Problem requirements: Pick out every line of the rows below that contains the string "cutout", and copy each such line in full. Case counts, so a line qualifies only if the letters match exactly.

Task inputs:
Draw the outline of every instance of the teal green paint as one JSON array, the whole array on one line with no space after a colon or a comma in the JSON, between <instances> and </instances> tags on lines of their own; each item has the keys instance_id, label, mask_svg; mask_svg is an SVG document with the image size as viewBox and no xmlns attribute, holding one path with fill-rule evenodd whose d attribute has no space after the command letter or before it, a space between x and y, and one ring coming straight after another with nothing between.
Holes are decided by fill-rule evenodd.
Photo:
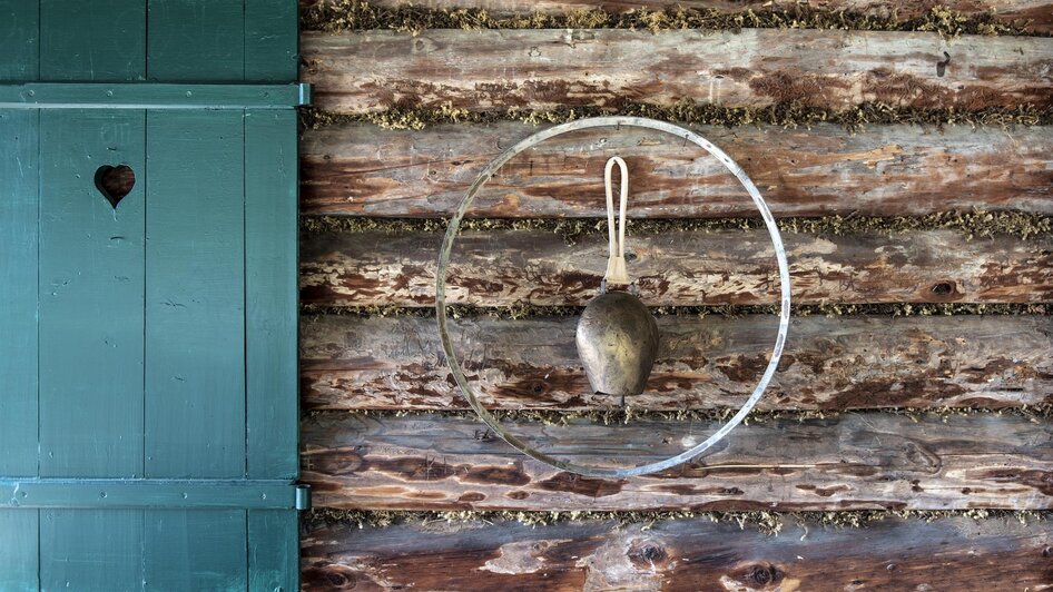
<instances>
[{"instance_id":1,"label":"teal green paint","mask_svg":"<svg viewBox=\"0 0 1053 592\"><path fill-rule=\"evenodd\" d=\"M245 0L245 80L287 82L299 75L298 2Z\"/></svg>"},{"instance_id":2,"label":"teal green paint","mask_svg":"<svg viewBox=\"0 0 1053 592\"><path fill-rule=\"evenodd\" d=\"M40 586L37 541L40 512L0 510L0 590L37 590Z\"/></svg>"},{"instance_id":3,"label":"teal green paint","mask_svg":"<svg viewBox=\"0 0 1053 592\"><path fill-rule=\"evenodd\" d=\"M40 79L146 78L146 0L40 0Z\"/></svg>"},{"instance_id":4,"label":"teal green paint","mask_svg":"<svg viewBox=\"0 0 1053 592\"><path fill-rule=\"evenodd\" d=\"M142 474L141 111L40 121L40 476ZM115 210L102 165L140 182Z\"/></svg>"},{"instance_id":5,"label":"teal green paint","mask_svg":"<svg viewBox=\"0 0 1053 592\"><path fill-rule=\"evenodd\" d=\"M299 590L299 514L248 511L248 589Z\"/></svg>"},{"instance_id":6,"label":"teal green paint","mask_svg":"<svg viewBox=\"0 0 1053 592\"><path fill-rule=\"evenodd\" d=\"M0 111L0 475L37 475L39 112Z\"/></svg>"},{"instance_id":7,"label":"teal green paint","mask_svg":"<svg viewBox=\"0 0 1053 592\"><path fill-rule=\"evenodd\" d=\"M248 590L245 514L245 510L146 510L144 589Z\"/></svg>"},{"instance_id":8,"label":"teal green paint","mask_svg":"<svg viewBox=\"0 0 1053 592\"><path fill-rule=\"evenodd\" d=\"M244 124L147 125L146 476L245 476Z\"/></svg>"},{"instance_id":9,"label":"teal green paint","mask_svg":"<svg viewBox=\"0 0 1053 592\"><path fill-rule=\"evenodd\" d=\"M298 588L296 11L0 0L0 591Z\"/></svg>"},{"instance_id":10,"label":"teal green paint","mask_svg":"<svg viewBox=\"0 0 1053 592\"><path fill-rule=\"evenodd\" d=\"M142 511L41 510L40 586L78 592L142 589Z\"/></svg>"},{"instance_id":11,"label":"teal green paint","mask_svg":"<svg viewBox=\"0 0 1053 592\"><path fill-rule=\"evenodd\" d=\"M245 116L248 476L296 478L296 114Z\"/></svg>"},{"instance_id":12,"label":"teal green paint","mask_svg":"<svg viewBox=\"0 0 1053 592\"><path fill-rule=\"evenodd\" d=\"M281 480L0 480L0 507L4 505L292 510L297 497L296 485Z\"/></svg>"},{"instance_id":13,"label":"teal green paint","mask_svg":"<svg viewBox=\"0 0 1053 592\"><path fill-rule=\"evenodd\" d=\"M148 79L245 80L244 17L242 0L150 0Z\"/></svg>"},{"instance_id":14,"label":"teal green paint","mask_svg":"<svg viewBox=\"0 0 1053 592\"><path fill-rule=\"evenodd\" d=\"M309 99L308 85L0 85L0 109L293 109Z\"/></svg>"},{"instance_id":15,"label":"teal green paint","mask_svg":"<svg viewBox=\"0 0 1053 592\"><path fill-rule=\"evenodd\" d=\"M40 7L36 0L0 0L0 81L37 80Z\"/></svg>"}]
</instances>

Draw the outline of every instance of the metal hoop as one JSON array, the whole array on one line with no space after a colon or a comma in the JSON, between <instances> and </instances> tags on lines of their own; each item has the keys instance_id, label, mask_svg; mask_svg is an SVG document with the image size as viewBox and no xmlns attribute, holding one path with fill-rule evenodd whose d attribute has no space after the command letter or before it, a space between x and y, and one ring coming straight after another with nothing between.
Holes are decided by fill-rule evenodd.
<instances>
[{"instance_id":1,"label":"metal hoop","mask_svg":"<svg viewBox=\"0 0 1053 592\"><path fill-rule=\"evenodd\" d=\"M461 227L461 220L464 218L464 214L471 207L472 201L475 199L475 195L479 190L486 184L494 174L504 166L505 162L512 159L515 155L522 152L523 150L535 146L549 138L565 134L568 131L574 131L579 129L590 129L597 127L607 127L607 126L627 126L627 127L638 127L655 129L659 131L665 131L673 136L679 136L686 141L690 141L702 149L705 149L710 155L715 156L720 160L727 169L735 175L739 180L746 191L749 194L749 197L752 198L754 205L757 207L757 210L760 211L760 216L765 220L765 226L768 228L768 236L771 238L771 244L775 246L775 257L779 265L779 287L780 287L780 306L779 306L779 332L775 338L775 347L771 349L771 359L768 362L767 368L765 368L764 375L760 377L760 381L757 383L757 387L754 388L752 394L749 398L746 399L746 403L739 408L728 423L724 424L717 432L711 436L706 438L705 442L693 446L687 451L683 451L676 456L670 456L666 460L647 463L639 466L633 466L630 468L606 468L601 466L590 466L581 465L577 463L570 463L567 461L561 461L551 455L544 454L534 447L532 447L526 442L523 442L518 436L509 433L501 426L501 423L489 412L485 407L480 404L479 399L475 397L475 393L472 391L471 385L468 382L468 378L464 377L464 373L461 371L461 365L456 359L456 355L453 351L453 344L450 339L450 334L447 329L447 319L446 319L446 273L450 267L450 255L453 251L453 244L456 239L457 230ZM735 426L737 426L746 417L747 414L754 408L757 402L764 395L765 388L768 387L768 383L771 382L771 376L775 374L776 367L779 365L779 357L783 355L783 347L786 344L786 335L789 330L789 310L790 310L790 283L789 283L789 265L786 263L786 249L783 247L783 237L779 235L779 228L775 224L775 218L771 216L771 210L768 209L768 205L765 204L764 198L760 197L760 191L757 190L757 187L754 182L746 176L746 172L742 171L734 160L731 160L724 150L714 146L709 140L702 138L701 136L695 134L691 130L685 129L680 126L675 126L672 124L667 124L666 121L659 121L656 119L647 119L643 117L593 117L589 119L579 119L577 121L571 121L569 124L562 124L542 131L534 134L533 136L515 144L511 148L504 151L501 156L495 158L490 162L490 165L479 175L475 179L475 182L469 188L468 193L464 195L464 199L461 200L461 206L454 213L453 217L450 219L450 226L446 228L446 235L443 238L442 250L439 255L439 269L436 270L435 279L435 312L439 319L439 336L442 342L442 349L446 356L446 364L450 366L450 371L453 373L453 378L456 381L457 386L461 388L461 393L464 395L464 398L468 399L469 404L475 410L475 413L479 414L480 418L494 431L495 434L501 436L502 440L516 447L523 454L532 458L537 458L543 463L547 463L557 468L564 471L571 471L581 475L596 476L596 477L628 477L633 475L643 475L647 473L655 473L657 471L662 471L671 466L676 466L680 463L691 460L695 456L698 456L707 448L719 442L724 436L728 434Z\"/></svg>"}]
</instances>

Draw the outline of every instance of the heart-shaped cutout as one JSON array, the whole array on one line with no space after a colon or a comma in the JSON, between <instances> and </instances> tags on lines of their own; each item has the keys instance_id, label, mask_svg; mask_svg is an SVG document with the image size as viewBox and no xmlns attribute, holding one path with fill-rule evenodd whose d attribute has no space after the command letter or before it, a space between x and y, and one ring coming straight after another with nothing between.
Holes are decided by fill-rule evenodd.
<instances>
[{"instance_id":1,"label":"heart-shaped cutout","mask_svg":"<svg viewBox=\"0 0 1053 592\"><path fill-rule=\"evenodd\" d=\"M114 209L117 209L117 204L120 204L120 200L130 194L135 186L136 171L131 170L128 165L116 167L102 165L99 170L95 171L95 187Z\"/></svg>"}]
</instances>

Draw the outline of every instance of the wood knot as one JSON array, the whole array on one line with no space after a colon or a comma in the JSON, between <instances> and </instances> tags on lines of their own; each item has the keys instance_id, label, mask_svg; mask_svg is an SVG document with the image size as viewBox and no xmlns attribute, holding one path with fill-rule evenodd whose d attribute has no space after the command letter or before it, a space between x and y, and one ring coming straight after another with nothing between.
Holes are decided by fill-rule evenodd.
<instances>
[{"instance_id":1,"label":"wood knot","mask_svg":"<svg viewBox=\"0 0 1053 592\"><path fill-rule=\"evenodd\" d=\"M629 558L629 561L631 561L637 569L642 570L662 568L669 562L669 553L660 545L651 542L642 544L633 543L629 547L629 552L626 553L626 556Z\"/></svg>"},{"instance_id":2,"label":"wood knot","mask_svg":"<svg viewBox=\"0 0 1053 592\"><path fill-rule=\"evenodd\" d=\"M741 582L748 586L768 586L778 584L785 578L783 570L775 565L749 565L744 570Z\"/></svg>"},{"instance_id":3,"label":"wood knot","mask_svg":"<svg viewBox=\"0 0 1053 592\"><path fill-rule=\"evenodd\" d=\"M933 299L937 302L959 300L964 296L958 289L957 283L949 279L933 284L928 292L935 296Z\"/></svg>"}]
</instances>

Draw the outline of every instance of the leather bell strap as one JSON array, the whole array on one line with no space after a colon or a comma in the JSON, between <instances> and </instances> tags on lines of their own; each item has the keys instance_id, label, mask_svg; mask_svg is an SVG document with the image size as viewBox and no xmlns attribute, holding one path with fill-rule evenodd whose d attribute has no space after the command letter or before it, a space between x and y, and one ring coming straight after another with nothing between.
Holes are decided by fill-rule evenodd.
<instances>
[{"instance_id":1,"label":"leather bell strap","mask_svg":"<svg viewBox=\"0 0 1053 592\"><path fill-rule=\"evenodd\" d=\"M621 169L621 207L619 208L618 234L614 234L614 187L611 185L611 172L614 165ZM631 284L626 270L626 206L629 203L629 167L621 157L612 156L603 169L603 185L607 188L607 236L609 238L610 258L607 260L606 284Z\"/></svg>"}]
</instances>

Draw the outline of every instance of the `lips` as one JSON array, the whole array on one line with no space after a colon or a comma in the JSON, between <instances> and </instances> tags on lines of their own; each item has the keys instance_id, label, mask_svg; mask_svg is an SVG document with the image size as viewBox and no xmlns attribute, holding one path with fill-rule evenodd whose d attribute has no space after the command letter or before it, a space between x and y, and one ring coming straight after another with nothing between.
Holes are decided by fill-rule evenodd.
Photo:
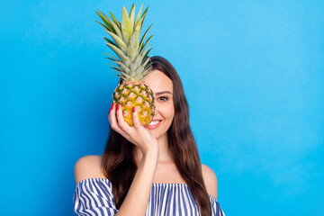
<instances>
[{"instance_id":1,"label":"lips","mask_svg":"<svg viewBox=\"0 0 324 216\"><path fill-rule=\"evenodd\" d=\"M162 120L153 120L146 128L148 130L156 129L161 124L161 122Z\"/></svg>"}]
</instances>

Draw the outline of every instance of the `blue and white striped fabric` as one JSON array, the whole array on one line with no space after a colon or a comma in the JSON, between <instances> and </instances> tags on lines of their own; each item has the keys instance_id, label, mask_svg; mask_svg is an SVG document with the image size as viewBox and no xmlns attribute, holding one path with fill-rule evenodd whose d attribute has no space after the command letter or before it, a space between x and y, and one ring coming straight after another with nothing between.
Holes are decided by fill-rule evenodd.
<instances>
[{"instance_id":1,"label":"blue and white striped fabric","mask_svg":"<svg viewBox=\"0 0 324 216\"><path fill-rule=\"evenodd\" d=\"M210 196L212 216L225 216L217 199ZM112 183L88 178L77 183L73 196L74 212L82 216L117 213ZM198 205L185 184L152 184L146 216L199 216Z\"/></svg>"}]
</instances>

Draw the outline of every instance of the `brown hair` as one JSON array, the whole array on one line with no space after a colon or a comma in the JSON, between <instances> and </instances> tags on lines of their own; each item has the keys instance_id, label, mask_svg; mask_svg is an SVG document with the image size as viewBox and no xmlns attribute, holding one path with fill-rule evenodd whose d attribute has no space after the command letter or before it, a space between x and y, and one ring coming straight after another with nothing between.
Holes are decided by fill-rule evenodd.
<instances>
[{"instance_id":1,"label":"brown hair","mask_svg":"<svg viewBox=\"0 0 324 216\"><path fill-rule=\"evenodd\" d=\"M180 77L175 68L162 57L151 58L151 70L158 69L173 83L175 117L167 130L168 147L176 166L188 184L202 216L212 215L212 206L202 179L197 146L189 123L189 107ZM111 129L103 155L102 166L112 184L115 203L119 209L134 178L137 166L134 145Z\"/></svg>"}]
</instances>

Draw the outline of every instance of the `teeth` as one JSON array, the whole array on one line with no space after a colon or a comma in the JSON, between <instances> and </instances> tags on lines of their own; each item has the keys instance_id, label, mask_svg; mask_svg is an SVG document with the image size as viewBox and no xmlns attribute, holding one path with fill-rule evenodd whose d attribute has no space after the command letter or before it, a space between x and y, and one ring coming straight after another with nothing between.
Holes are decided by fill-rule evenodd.
<instances>
[{"instance_id":1,"label":"teeth","mask_svg":"<svg viewBox=\"0 0 324 216\"><path fill-rule=\"evenodd\" d=\"M149 122L148 125L156 125L156 124L158 124L159 122L160 122L160 121L152 121L152 122Z\"/></svg>"}]
</instances>

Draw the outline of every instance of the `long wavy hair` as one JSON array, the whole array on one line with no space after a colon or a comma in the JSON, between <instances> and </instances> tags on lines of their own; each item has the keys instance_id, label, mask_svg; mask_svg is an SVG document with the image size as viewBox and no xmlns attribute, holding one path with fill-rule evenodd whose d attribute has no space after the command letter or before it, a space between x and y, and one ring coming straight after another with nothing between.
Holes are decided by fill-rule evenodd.
<instances>
[{"instance_id":1,"label":"long wavy hair","mask_svg":"<svg viewBox=\"0 0 324 216\"><path fill-rule=\"evenodd\" d=\"M168 148L177 170L197 202L201 215L212 215L210 198L202 174L202 164L197 146L189 123L189 107L183 85L175 68L166 58L151 58L150 70L158 69L173 83L175 116L167 130ZM137 171L135 146L122 135L110 129L104 148L102 168L112 182L115 204L119 209L124 201Z\"/></svg>"}]
</instances>

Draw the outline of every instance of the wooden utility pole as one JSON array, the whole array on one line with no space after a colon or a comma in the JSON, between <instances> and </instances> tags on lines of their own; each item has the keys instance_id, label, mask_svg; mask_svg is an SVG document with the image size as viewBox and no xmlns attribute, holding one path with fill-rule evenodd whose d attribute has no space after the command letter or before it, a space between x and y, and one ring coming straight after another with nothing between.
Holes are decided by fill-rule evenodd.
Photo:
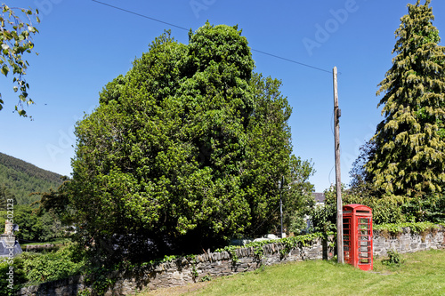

Answer to this exercise:
Draw the outline of every instance of the heart-shaped cutout as one JSON array, the whole array on one line with no space after a colon or a comma in the JSON, between <instances> and </instances> tags on lines of their own; each item has the keys instance_id, label, mask_svg; mask_svg is an SVG document with the image size as viewBox and no xmlns attribute, holding one path with fill-rule evenodd whose d attribute has no space after the command letter or before it, a space between x and y, and one ring coming straight after another with nothing between.
[{"instance_id":1,"label":"heart-shaped cutout","mask_svg":"<svg viewBox=\"0 0 1053 592\"><path fill-rule=\"evenodd\" d=\"M114 209L117 209L117 204L120 204L120 200L130 194L135 186L136 171L131 170L128 165L116 167L102 165L99 170L95 171L95 187Z\"/></svg>"}]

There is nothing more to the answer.